*** Supplied records ***

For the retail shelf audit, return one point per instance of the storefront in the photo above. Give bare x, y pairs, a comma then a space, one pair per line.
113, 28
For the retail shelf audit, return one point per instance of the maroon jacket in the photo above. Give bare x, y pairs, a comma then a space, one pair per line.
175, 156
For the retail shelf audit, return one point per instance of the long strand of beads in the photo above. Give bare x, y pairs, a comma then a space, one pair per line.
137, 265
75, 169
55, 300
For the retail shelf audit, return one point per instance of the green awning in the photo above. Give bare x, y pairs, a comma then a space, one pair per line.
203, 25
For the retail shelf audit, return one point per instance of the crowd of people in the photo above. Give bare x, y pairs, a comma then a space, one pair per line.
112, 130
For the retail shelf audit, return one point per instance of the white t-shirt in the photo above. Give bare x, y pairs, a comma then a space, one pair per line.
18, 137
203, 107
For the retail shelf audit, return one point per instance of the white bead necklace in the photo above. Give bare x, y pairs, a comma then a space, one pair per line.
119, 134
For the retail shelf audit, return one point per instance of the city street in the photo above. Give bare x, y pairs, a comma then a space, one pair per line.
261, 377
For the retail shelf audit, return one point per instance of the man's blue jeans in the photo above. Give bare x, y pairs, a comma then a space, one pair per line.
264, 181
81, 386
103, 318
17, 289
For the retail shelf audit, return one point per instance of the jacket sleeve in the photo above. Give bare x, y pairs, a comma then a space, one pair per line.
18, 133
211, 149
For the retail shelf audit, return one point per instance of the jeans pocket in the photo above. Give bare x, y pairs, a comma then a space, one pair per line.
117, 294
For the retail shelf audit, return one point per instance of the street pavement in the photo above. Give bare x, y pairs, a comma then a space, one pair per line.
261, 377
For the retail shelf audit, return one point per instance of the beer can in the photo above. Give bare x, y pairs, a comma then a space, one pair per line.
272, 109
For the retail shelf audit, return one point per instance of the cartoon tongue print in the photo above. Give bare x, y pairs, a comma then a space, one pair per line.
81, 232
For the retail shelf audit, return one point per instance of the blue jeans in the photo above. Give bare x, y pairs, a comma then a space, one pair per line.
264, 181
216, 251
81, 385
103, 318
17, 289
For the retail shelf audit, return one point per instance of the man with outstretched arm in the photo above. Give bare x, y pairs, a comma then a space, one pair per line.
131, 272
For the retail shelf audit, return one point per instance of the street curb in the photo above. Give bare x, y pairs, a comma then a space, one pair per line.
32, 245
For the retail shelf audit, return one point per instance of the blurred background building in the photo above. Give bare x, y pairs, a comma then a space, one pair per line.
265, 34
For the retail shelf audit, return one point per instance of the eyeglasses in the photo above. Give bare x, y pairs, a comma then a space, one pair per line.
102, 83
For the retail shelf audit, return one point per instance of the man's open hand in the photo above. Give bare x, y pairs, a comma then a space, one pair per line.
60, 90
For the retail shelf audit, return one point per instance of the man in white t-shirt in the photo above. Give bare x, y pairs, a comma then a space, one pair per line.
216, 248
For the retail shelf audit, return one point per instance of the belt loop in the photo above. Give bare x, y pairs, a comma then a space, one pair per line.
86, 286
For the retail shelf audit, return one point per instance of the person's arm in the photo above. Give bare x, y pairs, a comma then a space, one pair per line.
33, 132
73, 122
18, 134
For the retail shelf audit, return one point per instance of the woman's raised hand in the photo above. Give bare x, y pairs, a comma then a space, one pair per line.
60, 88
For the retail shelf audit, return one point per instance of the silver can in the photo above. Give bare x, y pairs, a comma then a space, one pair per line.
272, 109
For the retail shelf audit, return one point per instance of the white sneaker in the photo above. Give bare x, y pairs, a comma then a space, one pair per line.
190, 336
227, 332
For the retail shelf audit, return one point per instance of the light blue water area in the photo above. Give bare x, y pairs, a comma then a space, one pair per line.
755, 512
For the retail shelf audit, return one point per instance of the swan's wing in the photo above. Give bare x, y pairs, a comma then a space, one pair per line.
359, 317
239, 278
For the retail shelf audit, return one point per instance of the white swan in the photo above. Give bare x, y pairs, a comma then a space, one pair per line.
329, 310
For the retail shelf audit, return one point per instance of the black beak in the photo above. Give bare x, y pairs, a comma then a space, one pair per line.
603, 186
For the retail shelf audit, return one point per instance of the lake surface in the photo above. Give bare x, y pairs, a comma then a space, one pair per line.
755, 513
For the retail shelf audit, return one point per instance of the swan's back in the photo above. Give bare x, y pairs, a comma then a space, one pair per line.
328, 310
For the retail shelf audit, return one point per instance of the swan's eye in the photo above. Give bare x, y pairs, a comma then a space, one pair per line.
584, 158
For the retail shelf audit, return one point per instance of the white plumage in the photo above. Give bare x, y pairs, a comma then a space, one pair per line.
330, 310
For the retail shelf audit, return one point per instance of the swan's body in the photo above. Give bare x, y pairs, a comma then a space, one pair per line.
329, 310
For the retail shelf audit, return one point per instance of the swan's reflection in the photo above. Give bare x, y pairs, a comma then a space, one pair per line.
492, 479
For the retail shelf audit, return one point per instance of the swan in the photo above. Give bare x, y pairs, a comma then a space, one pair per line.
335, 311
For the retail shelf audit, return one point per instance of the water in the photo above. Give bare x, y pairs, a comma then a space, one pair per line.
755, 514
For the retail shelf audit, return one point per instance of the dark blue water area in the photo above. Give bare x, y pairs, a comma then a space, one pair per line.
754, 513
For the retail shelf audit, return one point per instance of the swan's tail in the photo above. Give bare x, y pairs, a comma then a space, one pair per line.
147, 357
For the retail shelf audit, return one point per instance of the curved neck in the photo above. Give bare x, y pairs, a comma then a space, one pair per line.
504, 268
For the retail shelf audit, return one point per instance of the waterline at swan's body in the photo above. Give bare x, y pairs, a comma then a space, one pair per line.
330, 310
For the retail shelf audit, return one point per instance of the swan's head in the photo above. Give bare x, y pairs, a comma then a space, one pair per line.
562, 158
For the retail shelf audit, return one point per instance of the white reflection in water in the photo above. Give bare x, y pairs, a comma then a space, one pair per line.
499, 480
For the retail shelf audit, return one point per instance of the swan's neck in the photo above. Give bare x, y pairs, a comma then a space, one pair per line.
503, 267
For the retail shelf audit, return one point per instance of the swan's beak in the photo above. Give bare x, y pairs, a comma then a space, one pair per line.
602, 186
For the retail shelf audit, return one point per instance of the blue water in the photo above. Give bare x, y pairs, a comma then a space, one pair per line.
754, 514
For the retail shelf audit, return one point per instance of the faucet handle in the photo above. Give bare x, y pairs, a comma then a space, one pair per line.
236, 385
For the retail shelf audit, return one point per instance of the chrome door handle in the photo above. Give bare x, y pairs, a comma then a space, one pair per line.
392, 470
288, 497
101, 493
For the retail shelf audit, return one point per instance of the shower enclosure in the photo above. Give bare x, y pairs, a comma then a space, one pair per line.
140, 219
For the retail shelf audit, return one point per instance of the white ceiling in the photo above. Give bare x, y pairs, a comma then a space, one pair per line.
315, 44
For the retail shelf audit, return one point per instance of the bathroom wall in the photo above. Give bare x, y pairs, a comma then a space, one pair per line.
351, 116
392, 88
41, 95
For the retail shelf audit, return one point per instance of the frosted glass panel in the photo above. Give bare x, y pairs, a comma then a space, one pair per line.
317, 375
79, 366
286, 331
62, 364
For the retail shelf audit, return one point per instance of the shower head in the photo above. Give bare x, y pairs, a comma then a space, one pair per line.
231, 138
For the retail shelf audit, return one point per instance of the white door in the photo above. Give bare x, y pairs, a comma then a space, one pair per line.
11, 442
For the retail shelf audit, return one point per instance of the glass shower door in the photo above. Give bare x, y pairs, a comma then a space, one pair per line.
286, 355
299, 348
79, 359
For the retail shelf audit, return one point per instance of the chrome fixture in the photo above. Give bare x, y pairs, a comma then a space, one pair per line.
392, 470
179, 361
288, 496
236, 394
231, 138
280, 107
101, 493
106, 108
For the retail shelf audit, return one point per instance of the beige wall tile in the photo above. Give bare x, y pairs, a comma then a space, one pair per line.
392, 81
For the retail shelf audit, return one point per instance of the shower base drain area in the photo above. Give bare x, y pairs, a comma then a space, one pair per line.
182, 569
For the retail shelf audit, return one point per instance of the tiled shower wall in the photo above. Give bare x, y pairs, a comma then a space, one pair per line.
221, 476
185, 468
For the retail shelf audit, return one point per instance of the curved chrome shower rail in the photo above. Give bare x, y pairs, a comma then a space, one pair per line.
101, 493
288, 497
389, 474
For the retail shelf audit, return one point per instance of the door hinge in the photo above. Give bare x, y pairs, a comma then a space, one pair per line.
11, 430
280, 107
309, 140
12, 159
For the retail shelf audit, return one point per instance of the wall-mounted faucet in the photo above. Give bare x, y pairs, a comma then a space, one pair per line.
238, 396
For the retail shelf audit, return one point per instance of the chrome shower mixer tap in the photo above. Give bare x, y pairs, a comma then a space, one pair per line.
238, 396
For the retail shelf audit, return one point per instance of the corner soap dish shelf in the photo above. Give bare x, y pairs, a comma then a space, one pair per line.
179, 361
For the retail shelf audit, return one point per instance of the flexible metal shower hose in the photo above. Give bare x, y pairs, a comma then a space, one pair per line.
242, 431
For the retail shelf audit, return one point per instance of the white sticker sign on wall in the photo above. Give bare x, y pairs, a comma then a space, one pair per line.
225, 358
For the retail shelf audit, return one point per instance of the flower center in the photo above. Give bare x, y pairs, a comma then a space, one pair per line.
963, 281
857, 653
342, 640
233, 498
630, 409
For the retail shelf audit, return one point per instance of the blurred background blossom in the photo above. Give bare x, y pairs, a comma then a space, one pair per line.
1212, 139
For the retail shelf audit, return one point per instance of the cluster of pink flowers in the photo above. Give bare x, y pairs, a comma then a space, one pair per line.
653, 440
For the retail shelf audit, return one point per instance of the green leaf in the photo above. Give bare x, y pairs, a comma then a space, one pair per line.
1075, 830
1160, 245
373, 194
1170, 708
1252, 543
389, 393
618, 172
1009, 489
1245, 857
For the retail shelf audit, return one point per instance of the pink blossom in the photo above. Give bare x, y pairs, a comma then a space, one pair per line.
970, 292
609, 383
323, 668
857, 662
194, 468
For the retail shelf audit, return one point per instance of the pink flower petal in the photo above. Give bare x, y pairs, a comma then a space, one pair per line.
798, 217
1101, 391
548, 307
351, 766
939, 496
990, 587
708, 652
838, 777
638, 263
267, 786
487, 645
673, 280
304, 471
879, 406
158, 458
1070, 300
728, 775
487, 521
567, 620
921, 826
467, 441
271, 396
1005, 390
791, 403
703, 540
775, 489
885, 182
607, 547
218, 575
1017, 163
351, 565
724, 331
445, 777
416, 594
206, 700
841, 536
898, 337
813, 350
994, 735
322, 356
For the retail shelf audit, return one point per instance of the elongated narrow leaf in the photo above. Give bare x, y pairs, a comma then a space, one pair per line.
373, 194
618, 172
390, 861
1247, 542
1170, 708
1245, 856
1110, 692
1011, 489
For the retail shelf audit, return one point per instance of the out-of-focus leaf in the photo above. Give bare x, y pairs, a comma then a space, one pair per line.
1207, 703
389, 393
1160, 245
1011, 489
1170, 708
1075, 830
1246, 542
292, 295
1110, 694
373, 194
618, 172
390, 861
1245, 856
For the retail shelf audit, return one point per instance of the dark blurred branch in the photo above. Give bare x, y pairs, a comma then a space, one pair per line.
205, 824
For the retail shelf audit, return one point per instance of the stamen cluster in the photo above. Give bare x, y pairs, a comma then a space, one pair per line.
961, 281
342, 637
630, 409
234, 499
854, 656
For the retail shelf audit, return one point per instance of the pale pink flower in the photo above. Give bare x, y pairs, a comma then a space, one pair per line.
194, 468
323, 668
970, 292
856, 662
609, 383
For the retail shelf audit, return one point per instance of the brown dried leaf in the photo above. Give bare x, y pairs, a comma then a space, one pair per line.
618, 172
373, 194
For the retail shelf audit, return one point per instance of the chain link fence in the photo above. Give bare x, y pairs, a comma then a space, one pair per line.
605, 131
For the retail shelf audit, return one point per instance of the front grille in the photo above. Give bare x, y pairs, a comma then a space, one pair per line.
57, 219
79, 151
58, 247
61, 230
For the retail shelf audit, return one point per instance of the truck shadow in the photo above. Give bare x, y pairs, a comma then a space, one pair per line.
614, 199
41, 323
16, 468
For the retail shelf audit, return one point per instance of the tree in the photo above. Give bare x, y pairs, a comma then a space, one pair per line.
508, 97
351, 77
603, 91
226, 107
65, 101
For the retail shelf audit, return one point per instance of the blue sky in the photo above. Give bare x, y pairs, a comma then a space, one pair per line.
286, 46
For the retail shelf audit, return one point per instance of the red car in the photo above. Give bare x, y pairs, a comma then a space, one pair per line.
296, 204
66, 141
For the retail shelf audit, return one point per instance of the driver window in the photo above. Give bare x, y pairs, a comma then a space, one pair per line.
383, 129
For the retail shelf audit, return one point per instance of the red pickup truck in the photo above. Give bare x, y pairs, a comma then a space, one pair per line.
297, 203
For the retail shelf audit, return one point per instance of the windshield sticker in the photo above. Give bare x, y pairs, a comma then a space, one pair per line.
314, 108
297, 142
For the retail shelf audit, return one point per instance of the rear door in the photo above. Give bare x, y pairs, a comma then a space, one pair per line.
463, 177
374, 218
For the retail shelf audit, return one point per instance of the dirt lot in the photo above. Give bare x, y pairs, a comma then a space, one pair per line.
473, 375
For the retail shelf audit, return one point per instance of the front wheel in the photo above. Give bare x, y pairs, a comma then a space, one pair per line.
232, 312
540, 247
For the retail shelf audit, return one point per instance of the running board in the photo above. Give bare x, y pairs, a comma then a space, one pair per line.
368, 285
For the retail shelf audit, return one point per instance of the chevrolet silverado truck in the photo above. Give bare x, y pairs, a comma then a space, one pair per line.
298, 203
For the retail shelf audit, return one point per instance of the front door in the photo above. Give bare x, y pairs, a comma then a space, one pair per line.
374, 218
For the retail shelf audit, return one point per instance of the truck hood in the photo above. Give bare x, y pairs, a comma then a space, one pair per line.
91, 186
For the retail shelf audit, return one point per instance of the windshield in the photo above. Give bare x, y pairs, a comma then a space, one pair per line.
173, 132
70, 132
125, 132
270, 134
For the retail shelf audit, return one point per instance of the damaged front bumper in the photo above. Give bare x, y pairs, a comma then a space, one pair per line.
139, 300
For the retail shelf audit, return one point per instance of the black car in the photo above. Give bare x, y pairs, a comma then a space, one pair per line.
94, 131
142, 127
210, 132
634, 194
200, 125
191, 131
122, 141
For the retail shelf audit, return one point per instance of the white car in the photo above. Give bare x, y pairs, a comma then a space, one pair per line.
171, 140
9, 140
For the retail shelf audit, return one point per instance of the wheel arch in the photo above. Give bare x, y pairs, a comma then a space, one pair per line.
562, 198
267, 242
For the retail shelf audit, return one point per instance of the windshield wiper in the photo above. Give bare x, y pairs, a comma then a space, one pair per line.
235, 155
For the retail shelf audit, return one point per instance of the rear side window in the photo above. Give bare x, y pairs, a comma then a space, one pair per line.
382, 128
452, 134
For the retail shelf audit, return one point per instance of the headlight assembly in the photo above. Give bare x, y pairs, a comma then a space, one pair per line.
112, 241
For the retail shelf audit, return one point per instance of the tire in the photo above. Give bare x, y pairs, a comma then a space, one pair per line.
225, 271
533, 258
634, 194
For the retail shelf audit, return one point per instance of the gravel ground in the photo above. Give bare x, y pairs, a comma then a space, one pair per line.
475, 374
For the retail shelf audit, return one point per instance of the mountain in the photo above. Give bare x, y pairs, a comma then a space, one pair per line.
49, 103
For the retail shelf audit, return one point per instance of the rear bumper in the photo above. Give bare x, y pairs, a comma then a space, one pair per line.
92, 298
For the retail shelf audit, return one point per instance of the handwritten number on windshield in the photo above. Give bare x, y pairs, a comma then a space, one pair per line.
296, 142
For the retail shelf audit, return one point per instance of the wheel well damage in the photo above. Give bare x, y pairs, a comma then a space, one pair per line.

***

• _What to work on_
Your answer must be the line with "the windshield wiper" and all lines after it through the final line of the entries, copied exactly and with nothing added.

• _Result of the task_
For the retail shelf audit, return one point per instance of the windshield wiper in the photo above. Give bare x, y pairs, a comma then a space, one pair per line.
235, 155
For the retail shelf audit, return one point per instance of the rear side window in the photo above. Give bare x, y pairs, a comma then a space, one pair per line.
382, 128
452, 134
For the retail shelf audit, return one point per instance of the headlight assembly in the photo above. Give bare x, y pairs, a comma then a space, one pair per line.
112, 241
For the retail shelf audit, return one point per instance of the tire in the photo above. Give bare x, y pairs, a comma then a space, one pair per line.
225, 271
533, 258
634, 194
For the retail shelf audit, return one point per instance of the gravel ground in the photo above. Give bare x, y pairs, a comma then a space, one pair per line.
475, 374
For the retail shelf audit, return one point per instance of the mountain in the photo above. Give bare x, y pairs, a comma then a space, one pair per line.
49, 103
For the retail shelf audit, return one point per instance of the rear bumper in the photo above. Give bare x, y pairs, a comma then a space, one pair per line.
92, 298
For the retail shelf audit, return one point per instance of the handwritten number on windshield in the photo above. Give bare x, y pairs, a comma then a space, one pair per line.
296, 142
For the retail shelf audit, return one point per instance of the wheel well damage in the photo above. Give bare x, y pairs, a comma then a space, one pair per line.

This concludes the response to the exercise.